───── DATA FOR THIS EXERCISE

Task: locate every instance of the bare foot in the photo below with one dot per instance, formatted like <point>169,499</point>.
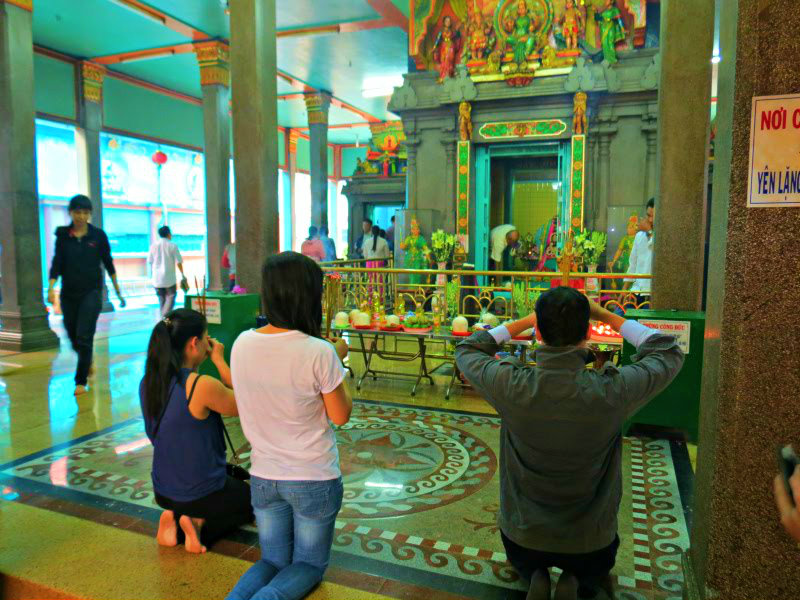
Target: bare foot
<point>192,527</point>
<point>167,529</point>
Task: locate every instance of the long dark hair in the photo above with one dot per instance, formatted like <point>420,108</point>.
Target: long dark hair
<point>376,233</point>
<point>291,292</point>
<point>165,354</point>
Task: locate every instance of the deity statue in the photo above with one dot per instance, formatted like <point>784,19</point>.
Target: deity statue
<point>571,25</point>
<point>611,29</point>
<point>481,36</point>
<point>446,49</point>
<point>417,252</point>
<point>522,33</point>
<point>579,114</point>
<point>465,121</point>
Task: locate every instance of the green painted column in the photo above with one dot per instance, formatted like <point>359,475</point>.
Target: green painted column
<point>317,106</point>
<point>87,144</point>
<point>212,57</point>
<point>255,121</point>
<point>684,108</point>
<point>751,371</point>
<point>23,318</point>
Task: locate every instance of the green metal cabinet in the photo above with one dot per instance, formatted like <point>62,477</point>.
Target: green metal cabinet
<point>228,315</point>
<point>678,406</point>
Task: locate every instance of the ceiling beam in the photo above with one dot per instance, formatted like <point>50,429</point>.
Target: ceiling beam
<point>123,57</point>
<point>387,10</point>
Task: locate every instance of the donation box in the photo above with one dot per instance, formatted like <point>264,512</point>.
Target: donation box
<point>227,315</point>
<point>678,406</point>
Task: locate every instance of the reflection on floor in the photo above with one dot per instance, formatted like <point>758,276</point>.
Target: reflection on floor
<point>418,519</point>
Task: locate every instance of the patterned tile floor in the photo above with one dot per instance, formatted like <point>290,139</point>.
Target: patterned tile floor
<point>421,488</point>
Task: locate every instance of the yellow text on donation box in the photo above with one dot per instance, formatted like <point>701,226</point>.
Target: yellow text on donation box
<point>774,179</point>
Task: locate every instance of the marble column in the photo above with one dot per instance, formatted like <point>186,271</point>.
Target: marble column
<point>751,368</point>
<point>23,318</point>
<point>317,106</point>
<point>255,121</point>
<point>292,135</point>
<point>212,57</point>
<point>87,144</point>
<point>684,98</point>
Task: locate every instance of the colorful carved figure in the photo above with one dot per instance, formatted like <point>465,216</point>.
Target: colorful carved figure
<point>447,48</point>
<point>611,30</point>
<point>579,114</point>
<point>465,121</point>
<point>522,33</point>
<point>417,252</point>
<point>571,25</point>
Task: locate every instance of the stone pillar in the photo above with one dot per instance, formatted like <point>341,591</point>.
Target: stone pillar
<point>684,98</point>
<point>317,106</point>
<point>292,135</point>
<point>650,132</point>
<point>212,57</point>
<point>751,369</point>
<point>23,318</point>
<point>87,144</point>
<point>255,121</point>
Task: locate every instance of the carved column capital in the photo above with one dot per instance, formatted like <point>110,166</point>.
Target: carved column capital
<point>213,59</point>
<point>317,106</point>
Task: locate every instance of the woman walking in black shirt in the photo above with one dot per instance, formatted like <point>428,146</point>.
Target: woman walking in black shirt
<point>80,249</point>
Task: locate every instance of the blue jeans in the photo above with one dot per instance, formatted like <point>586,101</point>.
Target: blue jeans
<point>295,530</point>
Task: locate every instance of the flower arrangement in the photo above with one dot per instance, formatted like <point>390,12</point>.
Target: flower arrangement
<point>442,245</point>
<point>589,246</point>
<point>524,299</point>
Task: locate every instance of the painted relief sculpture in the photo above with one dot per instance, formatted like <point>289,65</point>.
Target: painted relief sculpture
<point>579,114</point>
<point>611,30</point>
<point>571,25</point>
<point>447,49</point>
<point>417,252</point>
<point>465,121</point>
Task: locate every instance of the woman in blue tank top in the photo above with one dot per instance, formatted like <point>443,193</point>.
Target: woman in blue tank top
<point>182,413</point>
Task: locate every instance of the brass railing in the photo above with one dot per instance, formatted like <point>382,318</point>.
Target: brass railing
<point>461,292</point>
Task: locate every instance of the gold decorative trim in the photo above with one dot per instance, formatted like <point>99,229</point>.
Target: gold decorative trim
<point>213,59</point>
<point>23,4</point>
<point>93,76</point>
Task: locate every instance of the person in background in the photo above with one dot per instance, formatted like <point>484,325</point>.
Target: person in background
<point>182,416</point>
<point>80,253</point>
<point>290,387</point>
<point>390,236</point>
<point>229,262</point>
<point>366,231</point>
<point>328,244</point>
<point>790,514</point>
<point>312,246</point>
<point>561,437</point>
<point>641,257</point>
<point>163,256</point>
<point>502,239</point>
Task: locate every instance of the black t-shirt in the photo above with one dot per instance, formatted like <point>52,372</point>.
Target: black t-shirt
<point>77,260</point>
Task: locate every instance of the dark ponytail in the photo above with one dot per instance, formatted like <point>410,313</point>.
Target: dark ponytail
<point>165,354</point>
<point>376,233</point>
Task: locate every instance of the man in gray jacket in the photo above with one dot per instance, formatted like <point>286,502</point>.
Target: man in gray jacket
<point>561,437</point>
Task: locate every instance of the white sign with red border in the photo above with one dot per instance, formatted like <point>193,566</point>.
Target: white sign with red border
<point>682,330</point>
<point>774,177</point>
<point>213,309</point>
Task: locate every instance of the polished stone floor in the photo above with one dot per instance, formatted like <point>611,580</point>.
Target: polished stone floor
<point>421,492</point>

──────────

TASK STATEMENT: Reproduce the lines above from the line with "Task: locate every instance of the brass" to the line with "<point>461,292</point>", both included, scaling each coordinate in the answer points by 1.7 and rounding to whole numbers, halves up. Leave every other line unchanged, including the sample point in the request's format.

WRITTEN ANSWER:
Task: locate every instance of the brass railing in the photo above with one dot per instance, formatted like <point>382,318</point>.
Target: brass railing
<point>784,496</point>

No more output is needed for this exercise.